→ **DATA SUPPLIED**
____

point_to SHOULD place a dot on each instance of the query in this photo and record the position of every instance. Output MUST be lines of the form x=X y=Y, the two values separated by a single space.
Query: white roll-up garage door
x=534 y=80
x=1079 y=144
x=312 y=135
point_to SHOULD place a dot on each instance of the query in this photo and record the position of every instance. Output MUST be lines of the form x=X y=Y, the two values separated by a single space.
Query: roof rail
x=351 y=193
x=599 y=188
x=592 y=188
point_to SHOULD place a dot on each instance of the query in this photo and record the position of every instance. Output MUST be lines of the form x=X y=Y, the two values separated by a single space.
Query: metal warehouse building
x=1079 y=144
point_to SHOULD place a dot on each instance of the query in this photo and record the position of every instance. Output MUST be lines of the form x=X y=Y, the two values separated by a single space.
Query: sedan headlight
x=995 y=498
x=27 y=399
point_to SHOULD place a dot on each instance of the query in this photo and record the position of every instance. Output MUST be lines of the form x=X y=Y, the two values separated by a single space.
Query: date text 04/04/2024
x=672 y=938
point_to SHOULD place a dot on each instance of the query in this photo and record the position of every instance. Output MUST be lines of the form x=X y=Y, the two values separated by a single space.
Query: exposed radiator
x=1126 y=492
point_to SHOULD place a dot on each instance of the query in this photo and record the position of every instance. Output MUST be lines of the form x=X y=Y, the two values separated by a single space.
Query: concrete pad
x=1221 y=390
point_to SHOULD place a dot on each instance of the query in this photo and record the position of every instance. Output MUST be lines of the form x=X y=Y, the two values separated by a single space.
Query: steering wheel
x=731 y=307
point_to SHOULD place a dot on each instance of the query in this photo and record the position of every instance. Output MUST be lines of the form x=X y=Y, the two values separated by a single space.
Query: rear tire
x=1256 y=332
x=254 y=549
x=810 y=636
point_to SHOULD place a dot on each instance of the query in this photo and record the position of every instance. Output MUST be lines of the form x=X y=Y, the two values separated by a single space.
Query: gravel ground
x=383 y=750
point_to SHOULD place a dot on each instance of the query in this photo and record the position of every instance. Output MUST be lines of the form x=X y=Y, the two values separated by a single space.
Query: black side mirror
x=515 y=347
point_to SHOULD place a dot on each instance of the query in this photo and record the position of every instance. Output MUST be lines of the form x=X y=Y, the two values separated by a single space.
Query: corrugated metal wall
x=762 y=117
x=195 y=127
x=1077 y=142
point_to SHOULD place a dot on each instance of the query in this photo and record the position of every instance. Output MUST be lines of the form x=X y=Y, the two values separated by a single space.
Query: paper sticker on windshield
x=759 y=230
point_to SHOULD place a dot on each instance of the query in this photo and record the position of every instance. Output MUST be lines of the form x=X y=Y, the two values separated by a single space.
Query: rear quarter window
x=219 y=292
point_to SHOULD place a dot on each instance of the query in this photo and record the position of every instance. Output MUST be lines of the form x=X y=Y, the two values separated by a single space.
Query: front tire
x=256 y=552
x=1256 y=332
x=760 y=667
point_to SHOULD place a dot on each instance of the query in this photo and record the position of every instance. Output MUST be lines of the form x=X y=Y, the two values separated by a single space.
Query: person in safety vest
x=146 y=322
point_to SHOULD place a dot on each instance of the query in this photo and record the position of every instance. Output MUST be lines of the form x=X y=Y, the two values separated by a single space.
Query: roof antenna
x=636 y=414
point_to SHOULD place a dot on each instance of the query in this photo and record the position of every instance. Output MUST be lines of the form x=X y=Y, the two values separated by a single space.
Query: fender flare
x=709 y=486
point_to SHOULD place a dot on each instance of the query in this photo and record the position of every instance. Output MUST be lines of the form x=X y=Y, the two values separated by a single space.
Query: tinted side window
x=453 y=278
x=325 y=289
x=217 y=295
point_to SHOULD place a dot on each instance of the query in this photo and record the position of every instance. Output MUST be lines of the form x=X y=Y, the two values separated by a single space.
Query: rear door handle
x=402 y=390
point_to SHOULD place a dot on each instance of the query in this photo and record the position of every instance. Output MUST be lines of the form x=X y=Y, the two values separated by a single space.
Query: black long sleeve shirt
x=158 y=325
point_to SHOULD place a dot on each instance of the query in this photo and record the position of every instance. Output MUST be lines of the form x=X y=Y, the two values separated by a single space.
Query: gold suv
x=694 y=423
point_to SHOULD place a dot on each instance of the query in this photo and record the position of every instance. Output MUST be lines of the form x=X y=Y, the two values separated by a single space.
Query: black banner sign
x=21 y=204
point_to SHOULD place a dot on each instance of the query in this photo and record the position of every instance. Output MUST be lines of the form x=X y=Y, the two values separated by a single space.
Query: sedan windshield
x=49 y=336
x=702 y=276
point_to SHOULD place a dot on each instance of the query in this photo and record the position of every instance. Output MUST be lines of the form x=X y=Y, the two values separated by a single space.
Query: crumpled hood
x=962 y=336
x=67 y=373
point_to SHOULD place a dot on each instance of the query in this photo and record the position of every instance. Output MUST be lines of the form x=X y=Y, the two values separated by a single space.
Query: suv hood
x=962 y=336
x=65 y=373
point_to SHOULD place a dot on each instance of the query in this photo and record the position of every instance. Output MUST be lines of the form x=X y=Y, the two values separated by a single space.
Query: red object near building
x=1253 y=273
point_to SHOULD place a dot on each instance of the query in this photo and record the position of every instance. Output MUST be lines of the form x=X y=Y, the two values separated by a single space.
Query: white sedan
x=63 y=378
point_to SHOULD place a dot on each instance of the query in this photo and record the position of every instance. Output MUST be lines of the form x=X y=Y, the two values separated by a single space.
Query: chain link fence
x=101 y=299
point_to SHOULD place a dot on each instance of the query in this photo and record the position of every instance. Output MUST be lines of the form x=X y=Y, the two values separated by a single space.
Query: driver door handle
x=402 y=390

____

→ **OBJECTIVE**
Copy every line of the items, including the requests, from the start through the line containing "x=1126 y=492", and shift each x and y coordinate in the answers up by 87.

→ **SOLUTION BELOW**
point_to SHOULD place a dot on each instance of the query in this photo and record the position of every instance. Output MUST be lines of the form x=X y=Y, the two values separated by a single space.
Query: white roll-up garage door
x=621 y=167
x=1166 y=231
x=399 y=222
point_to SHOULD place a dot on each instance of the query in this photo and record the position of every instance. Output MUST be lines of the form x=X y=Y, the two values separated by a single space.
Query: roof rail
x=438 y=280
x=686 y=275
x=679 y=275
point_to SHOULD place a dot on each instance of the query in this photo and record the position of every instance. Output MUST be lines of the form x=X y=Y, the two values separated by a single space.
Query: metal warehouse building
x=1166 y=231
point_to SHOULD place a dot on each instance of the query in this photo and record the position of every instance. Output MUST be lines of the form x=X y=Y, the two values separated by a single space.
Query: sedan headlight
x=1082 y=585
x=114 y=486
point_to SHOULD place a dot on each instance of the query in this photo and record the position of every instance. Output MUST be lines of the form x=X y=Y, the two values separated by a single space.
Query: date text 04/04/2024
x=759 y=1025
point_to SHOULD place a dot on each instance of the query in this photo and record the position of every instance. Output MUST be lines of the form x=X y=Y, the two values separated by a single space.
Query: exposed radiator
x=1213 y=579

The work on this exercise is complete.